# EXERCISE OBJECTIVE:
Rewrite every line of the records below as a numbered list and drop any blank lines. Leave the pictures out of your answer.
▽
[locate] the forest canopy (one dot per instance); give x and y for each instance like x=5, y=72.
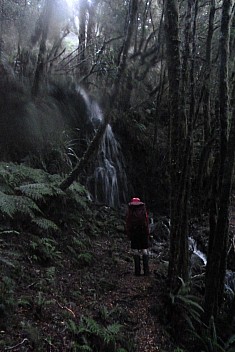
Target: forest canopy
x=161, y=73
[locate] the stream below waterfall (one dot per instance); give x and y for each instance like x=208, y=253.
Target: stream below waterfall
x=107, y=181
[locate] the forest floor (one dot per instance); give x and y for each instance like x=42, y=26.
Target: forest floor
x=43, y=306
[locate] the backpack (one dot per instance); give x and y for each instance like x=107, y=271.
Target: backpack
x=137, y=217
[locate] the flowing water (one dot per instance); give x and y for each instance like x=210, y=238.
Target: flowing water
x=107, y=181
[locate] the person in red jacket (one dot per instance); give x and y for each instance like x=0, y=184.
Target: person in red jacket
x=137, y=228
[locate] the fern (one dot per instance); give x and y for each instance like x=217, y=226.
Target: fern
x=15, y=174
x=45, y=224
x=38, y=191
x=10, y=205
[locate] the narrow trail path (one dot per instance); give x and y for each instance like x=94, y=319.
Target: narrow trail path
x=135, y=295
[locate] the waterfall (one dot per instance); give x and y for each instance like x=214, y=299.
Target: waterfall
x=194, y=249
x=107, y=182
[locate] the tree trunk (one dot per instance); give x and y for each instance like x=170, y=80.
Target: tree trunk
x=216, y=265
x=114, y=92
x=47, y=13
x=173, y=63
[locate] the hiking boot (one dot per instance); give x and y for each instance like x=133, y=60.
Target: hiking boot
x=146, y=264
x=137, y=265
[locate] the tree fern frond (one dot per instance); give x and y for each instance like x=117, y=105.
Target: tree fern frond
x=26, y=205
x=7, y=204
x=10, y=205
x=77, y=187
x=45, y=224
x=38, y=191
x=15, y=174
△
# ANSWER TO THE PROBLEM:
1. [locate] the forest canopy (one dot per instance); give x and y for each instance like x=5, y=72.
2. Target: forest canopy
3. x=161, y=73
4. [locate] the stream below waterfall (one dot per instance); give x and y for each instance like x=208, y=253.
5. Target: stream below waterfall
6. x=107, y=181
7. [locate] the forest floor (one dot per instance); give x and y for each instance like x=42, y=26.
8. Target: forest floor
9. x=43, y=306
10. [locate] the backpack (one dot per instance); give x and y for each instance like x=107, y=271.
11. Target: backpack
12. x=137, y=217
13. [locate] the flowing water (one dot per instance); give x and y for each instance like x=210, y=238.
14. Target: flowing water
15. x=107, y=181
16. [locate] the person in red jacket (one dot per instance); give x and y for each instance like x=0, y=184.
17. Target: person in red jacket
18. x=137, y=228
19. [locate] the fern (one dot per instance); give x and y for each instance like x=217, y=226.
20. Target: fern
21. x=15, y=174
22. x=45, y=224
23. x=38, y=191
24. x=10, y=205
25. [locate] the narrow trail path (one dot per instance); give x and y for each instance like x=94, y=319.
26. Target: narrow trail path
27. x=135, y=295
28. [locate] the waterfall (one dot per instance); give x and y for each instance like x=214, y=299.
29. Target: waterfall
30. x=194, y=249
31. x=107, y=182
32. [locate] the tree trunk (one dot per instance); give x and y for each instance like x=170, y=80.
33. Target: tree trunk
34. x=216, y=265
35. x=114, y=92
36. x=47, y=13
37. x=173, y=63
38. [locate] the hiking boot (one dot per instance); give x and y for each instance like x=133, y=60.
39. Target: hiking boot
40. x=146, y=264
41. x=137, y=265
42. [locate] the tree fern frond (one dot per instance); give x and y for each instance like x=117, y=105.
43. Target: tree fern frond
44. x=26, y=205
45. x=7, y=204
46. x=10, y=205
47. x=77, y=187
48. x=45, y=224
49. x=38, y=191
50. x=15, y=174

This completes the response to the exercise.